Richiesta scritta 1:
Aggiorna il passo dell'editoriale sui martiri che inizia con le parole "Per la verità" e termina con "concluso, il '900!", scrivendolo di nuovo con "Giubileo" al posto di "anno santo".

Pubblichiamo il numero di Maggio 2015
di "Radicati nella fede"
I MARTIRI
NON PIACEVANO AL DIALOGO
NON PIACEVANO AL DIALOGO
I MARTIRI NON PIACEVANO AL DIALOGO
Editoriale "Radicati nella fede" - Anno VIII n° 5 - Maggio 2015
E siamo di nuovo in tempo di Martirio.
Ciò che sta accadendo ai cristiani in
Asia e in Africa ha riportato prepotentemente sulle nostre labbra la
parola “martirio”. Cristiani uccisi, e in massa, nelle maniere
più orrende, semplicemente perché cristiani; tutto questo ci fa
dire che è tornata l'era dei martiri.
Per la verità la Chiesa non è mai
uscita dal tempo del martirio. Gli studi pubblicati in occasione
dell'ultimo anno santo, quello del 2000, ci avevano già ricordato
che il numero dei martiri, in venti secoli di cristianesimo, è
enorme: circa 80 milioni! e dato ancora più impressionante, di
questi 80 milioni, circa la metà appartiene all'ultimo secolo
concluso, il '900!

Righe disponibili:

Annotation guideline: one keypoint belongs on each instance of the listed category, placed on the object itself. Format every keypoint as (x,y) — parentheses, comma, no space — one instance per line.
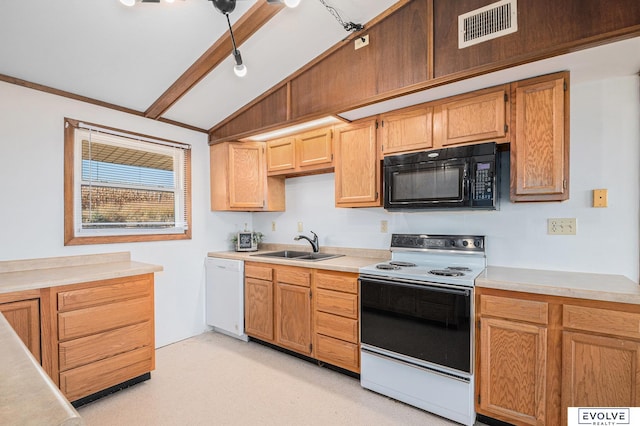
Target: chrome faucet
(314,243)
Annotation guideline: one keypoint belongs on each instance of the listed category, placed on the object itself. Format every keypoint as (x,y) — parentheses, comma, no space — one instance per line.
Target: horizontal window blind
(128,185)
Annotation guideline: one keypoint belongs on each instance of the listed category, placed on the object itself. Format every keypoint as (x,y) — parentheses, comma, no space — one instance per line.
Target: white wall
(32,206)
(605,131)
(605,153)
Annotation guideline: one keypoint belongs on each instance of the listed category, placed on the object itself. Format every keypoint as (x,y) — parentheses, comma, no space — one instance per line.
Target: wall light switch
(361,42)
(599,198)
(561,226)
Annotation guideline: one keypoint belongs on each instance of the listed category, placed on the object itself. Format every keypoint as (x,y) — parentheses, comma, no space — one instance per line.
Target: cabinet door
(246,175)
(314,150)
(599,371)
(473,118)
(24,317)
(293,317)
(258,308)
(357,166)
(512,371)
(540,139)
(406,130)
(281,156)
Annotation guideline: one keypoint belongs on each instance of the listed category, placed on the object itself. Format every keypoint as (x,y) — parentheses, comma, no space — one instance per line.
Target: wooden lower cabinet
(537,355)
(600,371)
(104,334)
(513,370)
(293,308)
(24,317)
(258,301)
(336,319)
(309,311)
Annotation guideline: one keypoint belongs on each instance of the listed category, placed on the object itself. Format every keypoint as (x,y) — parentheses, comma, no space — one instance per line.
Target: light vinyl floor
(213,379)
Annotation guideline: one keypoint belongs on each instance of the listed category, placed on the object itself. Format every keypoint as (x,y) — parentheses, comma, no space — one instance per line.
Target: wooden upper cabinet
(305,153)
(405,130)
(481,116)
(314,150)
(357,166)
(540,139)
(239,181)
(281,155)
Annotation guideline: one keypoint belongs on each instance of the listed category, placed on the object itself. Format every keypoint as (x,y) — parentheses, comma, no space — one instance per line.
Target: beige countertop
(20,275)
(604,287)
(28,396)
(351,260)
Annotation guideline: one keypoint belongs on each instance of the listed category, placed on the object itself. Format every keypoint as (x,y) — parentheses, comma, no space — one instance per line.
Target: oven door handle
(430,287)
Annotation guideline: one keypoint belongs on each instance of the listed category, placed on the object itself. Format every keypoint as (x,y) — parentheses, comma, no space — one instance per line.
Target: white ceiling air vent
(486,23)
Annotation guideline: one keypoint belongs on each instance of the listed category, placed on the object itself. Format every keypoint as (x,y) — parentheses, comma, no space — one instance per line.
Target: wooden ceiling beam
(245,27)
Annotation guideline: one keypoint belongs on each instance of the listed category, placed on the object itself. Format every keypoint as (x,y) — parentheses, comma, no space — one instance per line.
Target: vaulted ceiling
(170,61)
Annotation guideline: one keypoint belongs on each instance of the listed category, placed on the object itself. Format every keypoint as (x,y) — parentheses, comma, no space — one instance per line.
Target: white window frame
(80,235)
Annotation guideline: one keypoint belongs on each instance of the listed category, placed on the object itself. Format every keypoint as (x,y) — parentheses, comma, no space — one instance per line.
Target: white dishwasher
(224,294)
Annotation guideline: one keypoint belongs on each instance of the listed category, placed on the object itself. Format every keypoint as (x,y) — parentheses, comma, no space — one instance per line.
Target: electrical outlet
(599,198)
(561,226)
(361,42)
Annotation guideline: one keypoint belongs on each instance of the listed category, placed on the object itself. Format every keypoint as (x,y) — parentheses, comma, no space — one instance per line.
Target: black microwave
(464,177)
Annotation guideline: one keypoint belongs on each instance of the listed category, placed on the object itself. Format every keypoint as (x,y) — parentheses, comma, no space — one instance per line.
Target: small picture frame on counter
(245,241)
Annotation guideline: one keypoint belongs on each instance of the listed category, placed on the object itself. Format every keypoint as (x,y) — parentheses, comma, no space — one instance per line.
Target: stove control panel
(459,243)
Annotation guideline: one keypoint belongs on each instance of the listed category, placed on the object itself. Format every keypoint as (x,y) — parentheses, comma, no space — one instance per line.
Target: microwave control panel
(483,183)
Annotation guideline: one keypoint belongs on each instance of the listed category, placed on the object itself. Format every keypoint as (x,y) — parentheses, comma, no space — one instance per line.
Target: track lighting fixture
(226,7)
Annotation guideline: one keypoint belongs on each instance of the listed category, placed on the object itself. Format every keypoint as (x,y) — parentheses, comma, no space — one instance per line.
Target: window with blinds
(128,185)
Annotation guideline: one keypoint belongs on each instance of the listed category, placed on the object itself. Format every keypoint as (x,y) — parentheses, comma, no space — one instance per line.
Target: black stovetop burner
(447,272)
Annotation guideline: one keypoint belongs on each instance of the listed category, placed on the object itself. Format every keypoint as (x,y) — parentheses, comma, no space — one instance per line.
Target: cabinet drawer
(83,322)
(337,281)
(338,352)
(337,326)
(512,308)
(77,352)
(601,320)
(333,302)
(294,276)
(86,380)
(99,295)
(259,272)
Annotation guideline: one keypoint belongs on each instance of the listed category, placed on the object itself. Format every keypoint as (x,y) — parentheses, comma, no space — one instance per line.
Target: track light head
(224,6)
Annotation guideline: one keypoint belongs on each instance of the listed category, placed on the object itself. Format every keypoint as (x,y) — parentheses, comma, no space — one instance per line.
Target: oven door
(427,322)
(428,184)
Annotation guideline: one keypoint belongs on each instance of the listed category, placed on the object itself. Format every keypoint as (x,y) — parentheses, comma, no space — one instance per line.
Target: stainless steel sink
(299,255)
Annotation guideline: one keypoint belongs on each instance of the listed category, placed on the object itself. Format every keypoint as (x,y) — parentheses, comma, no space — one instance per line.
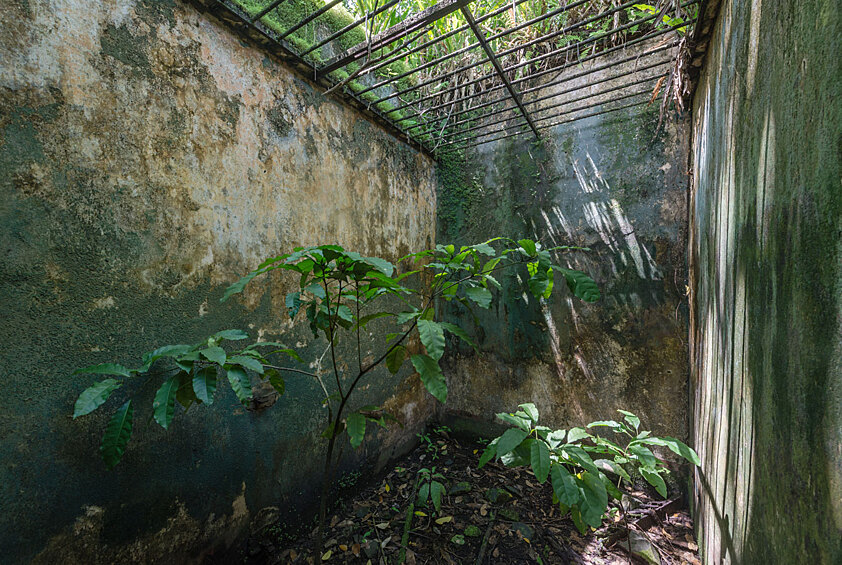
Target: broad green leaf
(510,439)
(276,380)
(644,455)
(240,384)
(580,457)
(231,335)
(204,384)
(431,375)
(185,395)
(104,369)
(316,289)
(655,479)
(356,428)
(564,485)
(680,448)
(163,407)
(117,434)
(458,332)
(366,319)
(480,295)
(490,265)
(521,423)
(580,284)
(214,354)
(630,418)
(576,434)
(540,459)
(94,396)
(556,438)
(395,358)
(432,336)
(594,499)
(530,411)
(423,494)
(246,363)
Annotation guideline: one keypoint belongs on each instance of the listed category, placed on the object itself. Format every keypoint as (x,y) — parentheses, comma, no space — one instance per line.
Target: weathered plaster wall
(767,297)
(147,159)
(611,183)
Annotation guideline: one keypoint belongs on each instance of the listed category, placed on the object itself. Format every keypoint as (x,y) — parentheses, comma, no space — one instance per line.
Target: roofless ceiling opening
(454,74)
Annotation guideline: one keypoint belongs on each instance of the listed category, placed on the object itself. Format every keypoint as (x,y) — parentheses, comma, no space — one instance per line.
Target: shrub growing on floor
(339,293)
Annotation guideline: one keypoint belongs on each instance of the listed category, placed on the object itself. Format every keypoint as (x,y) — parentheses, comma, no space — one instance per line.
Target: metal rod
(475,45)
(536,100)
(535,75)
(557,115)
(394,33)
(592,114)
(437,39)
(350,26)
(310,18)
(487,48)
(266,10)
(541,57)
(519,47)
(551,106)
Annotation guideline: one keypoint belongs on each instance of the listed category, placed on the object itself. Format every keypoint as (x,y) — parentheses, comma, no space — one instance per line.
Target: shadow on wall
(609,184)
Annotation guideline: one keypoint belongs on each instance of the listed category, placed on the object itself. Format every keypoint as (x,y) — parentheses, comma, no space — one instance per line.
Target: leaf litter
(496,515)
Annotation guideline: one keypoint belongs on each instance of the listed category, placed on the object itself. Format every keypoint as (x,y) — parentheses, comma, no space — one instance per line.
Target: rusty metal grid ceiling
(441,106)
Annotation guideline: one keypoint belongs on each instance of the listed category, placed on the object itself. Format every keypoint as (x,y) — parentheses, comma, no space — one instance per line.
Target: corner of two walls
(148,158)
(614,183)
(766,221)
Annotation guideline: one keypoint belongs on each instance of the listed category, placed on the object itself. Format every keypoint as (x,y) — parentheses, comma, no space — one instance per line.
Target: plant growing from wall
(581,484)
(339,293)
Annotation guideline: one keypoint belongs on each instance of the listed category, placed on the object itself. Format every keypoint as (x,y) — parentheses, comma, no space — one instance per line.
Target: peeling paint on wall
(615,185)
(766,227)
(147,159)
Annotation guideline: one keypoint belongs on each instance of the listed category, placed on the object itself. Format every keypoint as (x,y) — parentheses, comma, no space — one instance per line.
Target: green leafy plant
(339,293)
(579,463)
(432,487)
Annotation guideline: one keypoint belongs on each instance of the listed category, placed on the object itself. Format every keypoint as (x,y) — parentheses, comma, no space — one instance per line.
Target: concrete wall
(147,159)
(614,184)
(767,297)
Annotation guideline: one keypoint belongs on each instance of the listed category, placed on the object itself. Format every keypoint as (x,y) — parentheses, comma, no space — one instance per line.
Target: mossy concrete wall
(147,159)
(767,296)
(614,183)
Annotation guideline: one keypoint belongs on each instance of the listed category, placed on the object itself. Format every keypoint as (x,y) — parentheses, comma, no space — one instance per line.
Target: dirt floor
(494,515)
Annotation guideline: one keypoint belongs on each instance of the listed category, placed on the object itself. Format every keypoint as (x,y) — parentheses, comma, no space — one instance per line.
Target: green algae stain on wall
(767,221)
(617,186)
(147,159)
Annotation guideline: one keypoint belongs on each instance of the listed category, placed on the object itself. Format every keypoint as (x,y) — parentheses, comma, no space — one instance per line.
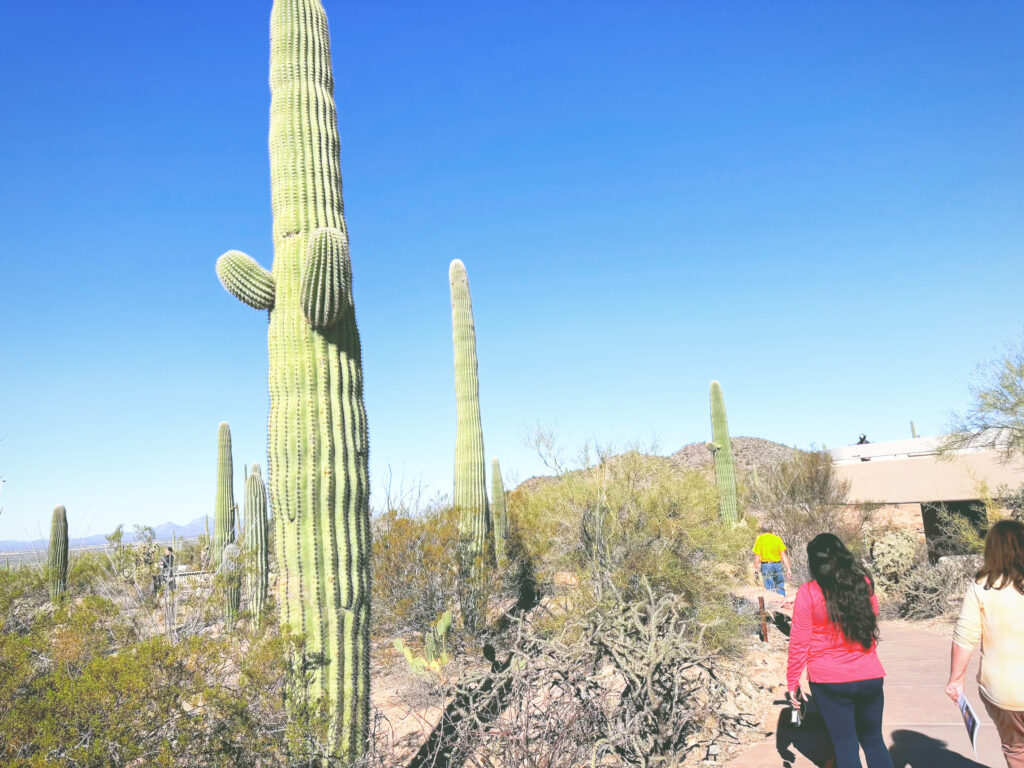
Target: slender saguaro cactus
(57,560)
(470,477)
(721,446)
(257,574)
(223,510)
(316,429)
(499,513)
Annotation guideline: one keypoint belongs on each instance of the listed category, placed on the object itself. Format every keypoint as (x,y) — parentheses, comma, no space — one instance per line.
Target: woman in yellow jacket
(993,615)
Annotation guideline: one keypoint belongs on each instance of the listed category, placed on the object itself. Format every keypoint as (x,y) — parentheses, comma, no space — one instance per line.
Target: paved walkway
(922,726)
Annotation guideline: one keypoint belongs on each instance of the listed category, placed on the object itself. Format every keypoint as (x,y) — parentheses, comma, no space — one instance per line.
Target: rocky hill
(747,453)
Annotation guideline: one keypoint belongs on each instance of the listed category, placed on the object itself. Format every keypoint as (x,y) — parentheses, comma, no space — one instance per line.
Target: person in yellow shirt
(992,616)
(770,558)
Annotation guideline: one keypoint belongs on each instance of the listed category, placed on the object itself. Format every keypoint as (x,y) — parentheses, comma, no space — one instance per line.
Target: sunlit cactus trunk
(258,563)
(223,510)
(721,446)
(317,427)
(470,499)
(56,564)
(499,512)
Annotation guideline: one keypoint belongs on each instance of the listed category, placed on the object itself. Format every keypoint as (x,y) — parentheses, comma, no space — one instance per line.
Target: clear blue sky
(820,205)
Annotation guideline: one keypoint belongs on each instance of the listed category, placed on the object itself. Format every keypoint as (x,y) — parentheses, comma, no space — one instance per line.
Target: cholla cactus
(721,446)
(317,444)
(57,560)
(470,478)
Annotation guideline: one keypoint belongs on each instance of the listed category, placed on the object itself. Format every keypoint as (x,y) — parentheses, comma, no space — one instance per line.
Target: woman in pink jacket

Richiesta scritta 2:
Raccogli ogni riga che contiene la stringa "woman", distinguendo tra maiuscole e minuscole.

Risposta scritta 1:
Per la verità la Chiesa non è mai
uscita dal tempo del martirio. Gli studi pubblicati in occasione
dell'ultimo Giubileo, quello del 2000, ci avevano già ricordato
che il numero dei martiri, in venti secoli di cristianesimo, è
enorme: circa 80 milioni! e dato ancora più impressionante, di
questi 80 milioni, circa la metà appartiene all'ultimo secolo
concluso, il '900!

Risposta scritta 2:
Target: woman in yellow jacket
Target: woman in pink jacket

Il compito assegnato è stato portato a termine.